=== What is required ===
Express the lines of the material from the line containing "point per instance: stone church" through the line containing "point per instance: mown", both included, as a JSON list of strings with one string per line and blank lines omitted.

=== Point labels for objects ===

··········

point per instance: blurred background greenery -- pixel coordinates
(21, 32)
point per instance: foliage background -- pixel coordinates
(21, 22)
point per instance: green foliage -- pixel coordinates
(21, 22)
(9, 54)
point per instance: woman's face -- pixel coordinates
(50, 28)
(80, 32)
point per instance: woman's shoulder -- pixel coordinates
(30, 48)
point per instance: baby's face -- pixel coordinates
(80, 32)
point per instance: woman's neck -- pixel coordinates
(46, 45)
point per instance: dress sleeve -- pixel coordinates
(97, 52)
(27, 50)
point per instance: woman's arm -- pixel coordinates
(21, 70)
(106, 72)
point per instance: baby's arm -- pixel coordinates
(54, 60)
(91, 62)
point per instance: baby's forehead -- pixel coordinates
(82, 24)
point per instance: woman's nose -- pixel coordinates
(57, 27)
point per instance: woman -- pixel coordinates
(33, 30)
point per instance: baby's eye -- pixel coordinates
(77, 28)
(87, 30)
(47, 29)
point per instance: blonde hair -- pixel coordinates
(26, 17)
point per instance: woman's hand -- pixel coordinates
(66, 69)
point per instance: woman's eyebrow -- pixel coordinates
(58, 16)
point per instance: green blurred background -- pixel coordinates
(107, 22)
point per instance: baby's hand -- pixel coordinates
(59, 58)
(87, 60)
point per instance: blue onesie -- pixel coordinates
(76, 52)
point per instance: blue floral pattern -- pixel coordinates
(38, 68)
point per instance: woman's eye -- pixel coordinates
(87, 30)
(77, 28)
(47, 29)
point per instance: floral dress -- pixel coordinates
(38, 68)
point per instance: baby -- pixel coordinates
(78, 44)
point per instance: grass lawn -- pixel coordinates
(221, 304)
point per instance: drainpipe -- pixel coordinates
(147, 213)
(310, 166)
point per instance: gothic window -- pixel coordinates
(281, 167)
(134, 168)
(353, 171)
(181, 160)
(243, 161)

··········

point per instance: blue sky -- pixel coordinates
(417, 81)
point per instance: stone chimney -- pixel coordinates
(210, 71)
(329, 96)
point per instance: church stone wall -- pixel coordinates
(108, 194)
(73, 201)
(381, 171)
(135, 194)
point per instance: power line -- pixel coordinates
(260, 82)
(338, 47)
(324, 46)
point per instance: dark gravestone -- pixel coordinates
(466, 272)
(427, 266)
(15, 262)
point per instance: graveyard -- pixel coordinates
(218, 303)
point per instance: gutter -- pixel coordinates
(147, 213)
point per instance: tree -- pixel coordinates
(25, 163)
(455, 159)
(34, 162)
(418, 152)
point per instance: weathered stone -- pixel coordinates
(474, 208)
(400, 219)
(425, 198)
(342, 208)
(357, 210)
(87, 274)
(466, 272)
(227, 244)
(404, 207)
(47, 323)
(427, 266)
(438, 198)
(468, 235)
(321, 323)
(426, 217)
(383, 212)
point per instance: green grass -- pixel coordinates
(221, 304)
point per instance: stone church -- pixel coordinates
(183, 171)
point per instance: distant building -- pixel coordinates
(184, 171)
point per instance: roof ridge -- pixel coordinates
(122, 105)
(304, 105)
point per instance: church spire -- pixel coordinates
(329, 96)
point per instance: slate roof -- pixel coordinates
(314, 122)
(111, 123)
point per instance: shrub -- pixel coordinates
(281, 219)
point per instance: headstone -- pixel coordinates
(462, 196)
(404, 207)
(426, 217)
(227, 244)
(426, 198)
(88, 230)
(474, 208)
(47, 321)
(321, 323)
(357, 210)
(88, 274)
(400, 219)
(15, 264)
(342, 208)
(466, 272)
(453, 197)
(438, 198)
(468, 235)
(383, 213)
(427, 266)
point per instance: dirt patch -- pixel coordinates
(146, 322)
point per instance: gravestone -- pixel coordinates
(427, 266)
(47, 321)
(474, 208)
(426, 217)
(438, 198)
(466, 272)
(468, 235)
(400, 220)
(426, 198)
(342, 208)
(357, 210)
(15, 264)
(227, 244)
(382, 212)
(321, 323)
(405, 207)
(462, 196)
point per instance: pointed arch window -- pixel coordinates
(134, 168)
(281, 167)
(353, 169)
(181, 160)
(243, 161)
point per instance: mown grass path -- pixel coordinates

··········

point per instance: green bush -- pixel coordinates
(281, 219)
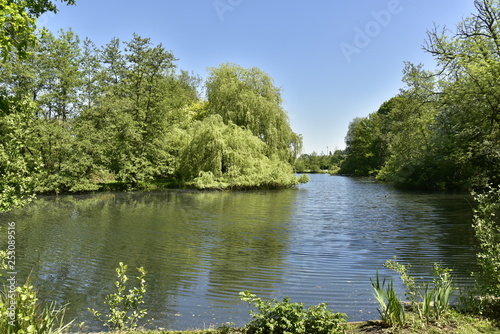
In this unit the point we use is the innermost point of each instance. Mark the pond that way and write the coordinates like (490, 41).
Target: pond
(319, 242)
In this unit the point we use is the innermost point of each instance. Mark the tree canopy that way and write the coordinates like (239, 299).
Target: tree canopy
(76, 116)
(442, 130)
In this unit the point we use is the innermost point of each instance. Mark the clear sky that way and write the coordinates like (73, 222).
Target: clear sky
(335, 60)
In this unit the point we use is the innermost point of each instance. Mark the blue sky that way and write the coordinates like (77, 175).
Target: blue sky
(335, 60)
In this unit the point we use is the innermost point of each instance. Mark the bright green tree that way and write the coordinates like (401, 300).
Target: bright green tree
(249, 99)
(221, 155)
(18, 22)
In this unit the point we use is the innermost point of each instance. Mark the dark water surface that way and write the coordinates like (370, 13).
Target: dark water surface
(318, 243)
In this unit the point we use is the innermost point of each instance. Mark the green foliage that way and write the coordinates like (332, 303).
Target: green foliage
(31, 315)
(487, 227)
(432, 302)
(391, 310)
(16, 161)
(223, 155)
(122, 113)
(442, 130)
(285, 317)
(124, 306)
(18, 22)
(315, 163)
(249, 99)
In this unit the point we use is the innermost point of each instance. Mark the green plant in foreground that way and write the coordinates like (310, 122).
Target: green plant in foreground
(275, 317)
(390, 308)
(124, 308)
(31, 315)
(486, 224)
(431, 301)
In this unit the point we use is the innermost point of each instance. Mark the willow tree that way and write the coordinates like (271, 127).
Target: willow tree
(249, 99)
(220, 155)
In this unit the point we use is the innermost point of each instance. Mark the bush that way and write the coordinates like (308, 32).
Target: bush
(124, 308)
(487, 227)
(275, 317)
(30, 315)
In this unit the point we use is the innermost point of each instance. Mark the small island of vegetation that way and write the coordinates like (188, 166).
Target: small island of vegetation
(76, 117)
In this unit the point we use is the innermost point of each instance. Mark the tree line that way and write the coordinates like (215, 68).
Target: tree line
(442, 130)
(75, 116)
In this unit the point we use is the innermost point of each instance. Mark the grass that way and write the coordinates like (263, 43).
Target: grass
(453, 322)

··········

=== Final result ===
[
  "point per instance: stone church -- pixel coordinates",
  "(183, 171)",
  "point per instance: distant building -- pixel coordinates",
  "(184, 171)",
  "point per instance: roof ridge -- pixel coordinates",
  "(122, 105)",
  "(304, 105)",
  "point per instance: church spire -- pixel coordinates",
  "(329, 96)",
  "point per instance: slate roof -- pixel coordinates",
  "(314, 122)",
  "(111, 123)",
  "point per instance: shrub -- pixel coordinates",
  "(281, 219)",
  "point per instance: headstone -- pixel coordinates",
  "(462, 196)",
  "(404, 207)",
  "(426, 217)",
  "(227, 244)",
  "(426, 198)",
  "(88, 230)",
  "(474, 208)",
  "(47, 321)",
  "(321, 323)",
  "(357, 210)",
  "(88, 274)",
  "(400, 219)",
  "(15, 264)",
  "(342, 208)",
  "(466, 272)",
  "(453, 197)",
  "(438, 198)",
  "(468, 235)",
  "(383, 213)",
  "(427, 266)",
  "point per instance: dirt patch -- pixel coordinates",
  "(146, 322)",
  "point per instance: gravestone -- pixel coordinates",
  "(427, 266)",
  "(47, 321)",
  "(474, 208)",
  "(426, 217)",
  "(438, 198)",
  "(466, 272)",
  "(468, 235)",
  "(400, 220)",
  "(426, 198)",
  "(342, 208)",
  "(357, 210)",
  "(15, 264)",
  "(227, 244)",
  "(382, 212)",
  "(321, 323)",
  "(405, 207)",
  "(462, 196)",
  "point per instance: pointed arch window -- pixel coordinates",
  "(134, 168)",
  "(281, 167)",
  "(353, 169)",
  "(181, 160)",
  "(243, 161)",
  "point per instance: mown grass path -- pixel coordinates"
]